(Records from a dataset)
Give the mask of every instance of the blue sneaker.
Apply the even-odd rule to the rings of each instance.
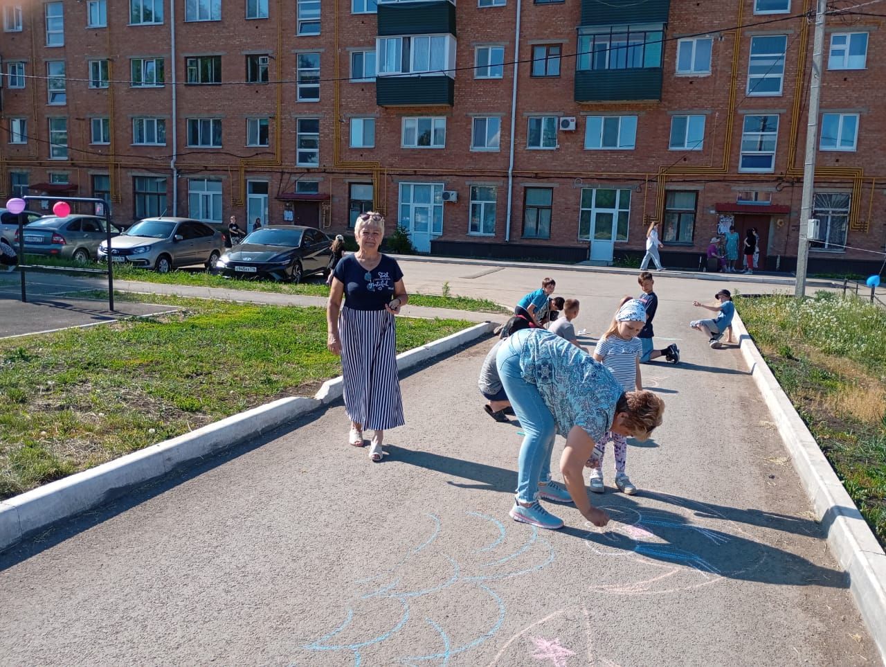
[[[539,484],[539,498],[545,500],[553,500],[555,503],[573,503],[572,497],[569,495],[566,487],[556,482],[548,482],[547,484]]]
[[[554,516],[554,514],[542,507],[538,500],[528,507],[524,507],[519,503],[515,502],[514,506],[510,508],[510,512],[508,514],[510,514],[510,518],[514,521],[530,523],[539,528],[546,528],[548,530],[556,530],[558,528],[563,528],[563,520]]]

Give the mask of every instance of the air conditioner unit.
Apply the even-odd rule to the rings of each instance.
[[[564,132],[575,131],[575,116],[563,116],[560,119],[560,129]]]

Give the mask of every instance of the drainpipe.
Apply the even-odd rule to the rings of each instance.
[[[172,215],[178,216],[178,168],[175,167],[175,158],[178,155],[178,108],[176,106],[176,89],[178,81],[175,78],[175,0],[169,0],[169,43],[172,45],[170,59],[172,60],[170,75],[172,75],[172,158],[169,160],[169,169],[172,169]]]
[[[174,0],[175,1],[175,0]],[[520,61],[520,5],[517,0],[517,27],[514,30],[514,86],[510,93],[510,150],[508,157],[508,216],[504,230],[504,241],[510,241],[511,201],[514,195],[514,128],[517,125],[517,70]]]

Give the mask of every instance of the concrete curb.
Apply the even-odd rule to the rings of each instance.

- **Directive**: Rewrite all the rows above with "drainpipe" changed to "downspout" wherever it appears and everything else unchanged, leaving the pictures out.

- **Completed task**:
Give the mask of every instance of the blue sneaker.
Apply the even-odd rule to the rings of each instance.
[[[539,484],[539,498],[545,500],[553,500],[555,503],[573,503],[572,497],[569,495],[566,487],[556,482],[548,482],[547,484]]]
[[[554,516],[554,514],[542,507],[538,500],[528,507],[524,507],[519,503],[515,502],[514,506],[510,508],[510,512],[508,514],[510,514],[510,518],[514,521],[530,523],[539,528],[546,528],[548,530],[556,530],[558,528],[563,528],[563,520]]]

Give the mask of every instance of the air conditioner unit.
Apply the even-odd rule to the rings of each instance.
[[[564,132],[575,131],[575,116],[563,116],[560,119],[560,129]]]

Give the mask of every instance of the downspout.
Apply the even-odd rule to the rings of each instance.
[[[172,215],[178,216],[178,168],[175,167],[175,158],[178,155],[178,108],[176,106],[176,89],[178,81],[175,78],[175,0],[169,0],[169,43],[172,45],[170,59],[172,60],[170,75],[172,75],[172,158],[169,160],[169,169],[172,169]]]
[[[174,0],[175,1],[175,0]],[[520,61],[520,5],[517,0],[517,27],[514,30],[514,86],[510,93],[510,150],[508,157],[508,216],[504,230],[504,241],[510,241],[511,201],[514,195],[514,128],[517,125],[517,70]]]

Give the mask of every instance of the concrete curb.
Apply the even-odd rule to the rings of each instance.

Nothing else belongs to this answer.